* [RECORDED DATA]:
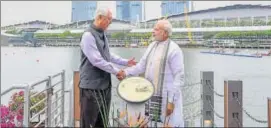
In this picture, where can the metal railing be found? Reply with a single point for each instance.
(54, 101)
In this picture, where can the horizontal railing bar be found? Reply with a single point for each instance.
(56, 108)
(39, 82)
(40, 122)
(38, 93)
(56, 116)
(57, 91)
(38, 114)
(58, 123)
(38, 103)
(56, 83)
(58, 74)
(57, 99)
(12, 88)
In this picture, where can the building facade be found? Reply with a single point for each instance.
(174, 7)
(83, 10)
(129, 10)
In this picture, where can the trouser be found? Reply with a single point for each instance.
(95, 106)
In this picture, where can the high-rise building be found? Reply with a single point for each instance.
(174, 7)
(83, 10)
(129, 10)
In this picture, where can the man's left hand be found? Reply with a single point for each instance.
(170, 108)
(131, 62)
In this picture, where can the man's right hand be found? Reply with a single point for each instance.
(121, 75)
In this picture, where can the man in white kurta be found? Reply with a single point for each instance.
(172, 75)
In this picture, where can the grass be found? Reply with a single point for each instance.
(124, 118)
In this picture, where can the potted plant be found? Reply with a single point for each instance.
(16, 106)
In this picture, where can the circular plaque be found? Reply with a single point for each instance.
(135, 89)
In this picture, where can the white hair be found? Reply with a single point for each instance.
(103, 11)
(166, 26)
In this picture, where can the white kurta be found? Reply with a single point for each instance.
(173, 79)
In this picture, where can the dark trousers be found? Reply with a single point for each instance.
(95, 106)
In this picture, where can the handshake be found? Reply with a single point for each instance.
(121, 74)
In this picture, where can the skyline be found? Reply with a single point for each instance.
(13, 12)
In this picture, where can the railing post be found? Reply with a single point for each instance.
(269, 112)
(70, 121)
(26, 107)
(63, 97)
(233, 95)
(76, 99)
(49, 94)
(207, 96)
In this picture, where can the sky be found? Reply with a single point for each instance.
(59, 12)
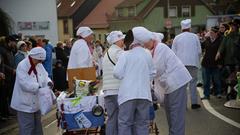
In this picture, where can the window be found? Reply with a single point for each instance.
(172, 12)
(186, 11)
(65, 26)
(100, 37)
(131, 11)
(120, 12)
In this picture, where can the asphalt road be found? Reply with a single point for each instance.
(217, 120)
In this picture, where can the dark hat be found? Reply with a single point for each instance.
(215, 29)
(13, 38)
(236, 21)
(45, 41)
(58, 62)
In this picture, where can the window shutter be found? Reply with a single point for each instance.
(192, 10)
(165, 12)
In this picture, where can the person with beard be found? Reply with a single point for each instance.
(210, 67)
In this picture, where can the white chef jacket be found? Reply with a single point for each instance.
(135, 70)
(188, 48)
(111, 84)
(26, 87)
(171, 73)
(80, 55)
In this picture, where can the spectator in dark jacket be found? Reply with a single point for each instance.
(7, 46)
(61, 54)
(59, 77)
(210, 67)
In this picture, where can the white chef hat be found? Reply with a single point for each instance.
(158, 36)
(20, 43)
(185, 24)
(84, 31)
(141, 35)
(115, 36)
(38, 53)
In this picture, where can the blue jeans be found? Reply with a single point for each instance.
(207, 74)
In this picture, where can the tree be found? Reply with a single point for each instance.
(5, 23)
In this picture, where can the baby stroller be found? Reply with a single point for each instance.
(231, 82)
(81, 112)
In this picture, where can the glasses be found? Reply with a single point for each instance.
(40, 61)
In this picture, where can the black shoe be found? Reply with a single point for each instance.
(205, 98)
(3, 119)
(199, 85)
(196, 106)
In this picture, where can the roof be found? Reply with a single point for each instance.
(142, 14)
(98, 16)
(129, 3)
(66, 8)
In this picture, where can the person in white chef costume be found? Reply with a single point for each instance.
(30, 77)
(135, 70)
(187, 47)
(80, 55)
(171, 79)
(111, 84)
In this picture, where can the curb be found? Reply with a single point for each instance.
(14, 127)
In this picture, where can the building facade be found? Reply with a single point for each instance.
(33, 17)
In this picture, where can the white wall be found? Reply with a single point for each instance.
(33, 11)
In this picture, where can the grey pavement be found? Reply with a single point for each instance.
(198, 122)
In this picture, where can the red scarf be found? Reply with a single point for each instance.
(154, 47)
(32, 68)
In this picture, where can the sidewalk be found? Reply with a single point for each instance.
(10, 127)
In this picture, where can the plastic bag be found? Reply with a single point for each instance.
(46, 99)
(159, 92)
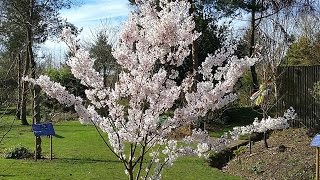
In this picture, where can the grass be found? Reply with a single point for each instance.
(238, 116)
(295, 161)
(79, 153)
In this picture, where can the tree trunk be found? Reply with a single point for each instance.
(255, 83)
(36, 88)
(18, 110)
(25, 93)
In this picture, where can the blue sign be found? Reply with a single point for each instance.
(315, 141)
(43, 129)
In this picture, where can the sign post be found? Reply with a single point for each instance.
(316, 143)
(45, 129)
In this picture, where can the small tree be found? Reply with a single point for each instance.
(139, 113)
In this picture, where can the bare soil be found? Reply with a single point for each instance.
(289, 156)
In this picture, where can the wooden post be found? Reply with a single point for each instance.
(317, 163)
(50, 147)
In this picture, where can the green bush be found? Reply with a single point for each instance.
(220, 159)
(17, 152)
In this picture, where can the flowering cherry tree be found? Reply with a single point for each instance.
(131, 112)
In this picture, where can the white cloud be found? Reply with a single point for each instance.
(89, 16)
(97, 10)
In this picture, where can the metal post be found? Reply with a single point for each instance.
(50, 147)
(317, 163)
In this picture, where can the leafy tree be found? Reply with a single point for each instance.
(259, 10)
(36, 20)
(101, 50)
(64, 76)
(143, 126)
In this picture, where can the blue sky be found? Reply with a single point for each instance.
(89, 16)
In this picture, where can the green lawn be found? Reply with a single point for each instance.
(81, 154)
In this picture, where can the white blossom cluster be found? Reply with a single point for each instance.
(264, 125)
(135, 109)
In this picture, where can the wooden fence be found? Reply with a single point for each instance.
(294, 84)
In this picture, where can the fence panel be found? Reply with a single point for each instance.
(294, 84)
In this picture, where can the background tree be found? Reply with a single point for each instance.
(259, 10)
(143, 125)
(100, 48)
(37, 20)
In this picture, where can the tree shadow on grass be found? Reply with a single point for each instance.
(6, 175)
(87, 160)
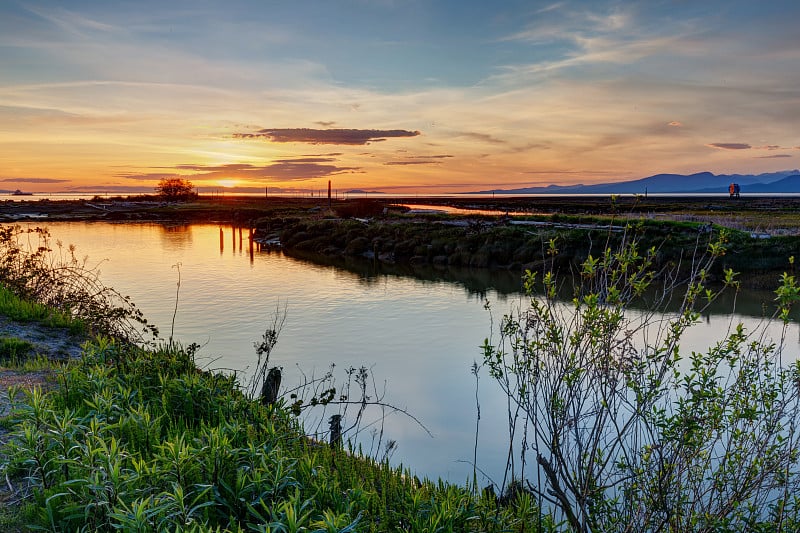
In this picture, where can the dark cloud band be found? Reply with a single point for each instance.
(329, 136)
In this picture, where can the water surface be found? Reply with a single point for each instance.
(419, 337)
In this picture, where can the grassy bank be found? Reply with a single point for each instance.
(498, 243)
(140, 440)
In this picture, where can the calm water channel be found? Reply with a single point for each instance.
(418, 336)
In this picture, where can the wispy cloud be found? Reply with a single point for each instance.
(33, 180)
(328, 136)
(403, 163)
(283, 170)
(730, 146)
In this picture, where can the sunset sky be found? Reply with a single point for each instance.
(390, 95)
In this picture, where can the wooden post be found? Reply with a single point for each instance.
(335, 423)
(269, 391)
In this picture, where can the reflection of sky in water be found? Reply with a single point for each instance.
(419, 337)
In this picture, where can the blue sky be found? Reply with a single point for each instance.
(117, 94)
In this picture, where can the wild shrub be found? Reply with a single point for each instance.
(617, 429)
(57, 279)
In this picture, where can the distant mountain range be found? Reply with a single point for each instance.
(787, 181)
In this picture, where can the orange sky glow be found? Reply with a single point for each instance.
(392, 97)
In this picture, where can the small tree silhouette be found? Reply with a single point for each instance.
(176, 189)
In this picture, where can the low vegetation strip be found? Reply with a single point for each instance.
(140, 440)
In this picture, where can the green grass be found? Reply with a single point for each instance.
(142, 441)
(14, 349)
(21, 310)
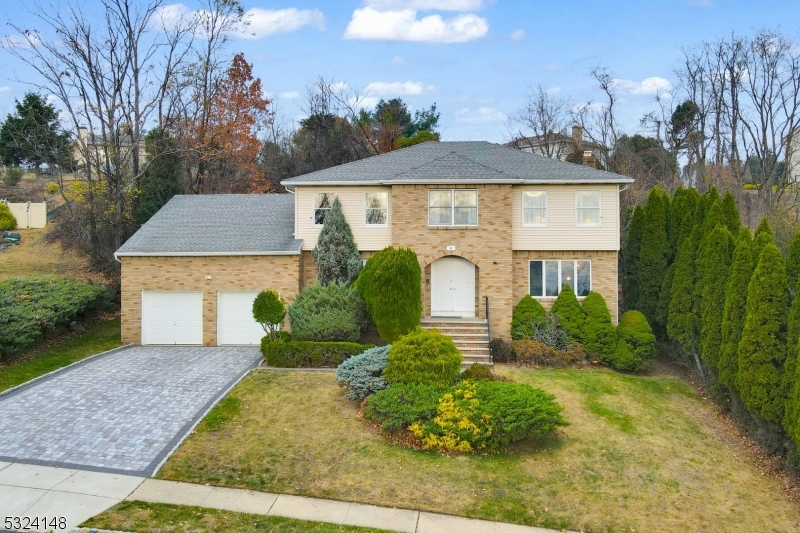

* [SET TASK]:
Repeat the items word for word, from the line that contains "In this picture, where can the green grass" through the end of the items, with both ends included. Leave the pictures out of your answer.

* [EXERCISE ANSWER]:
In this picture, where can the green grass be found? Reply with a single point for each instance.
(142, 441)
(14, 349)
(21, 310)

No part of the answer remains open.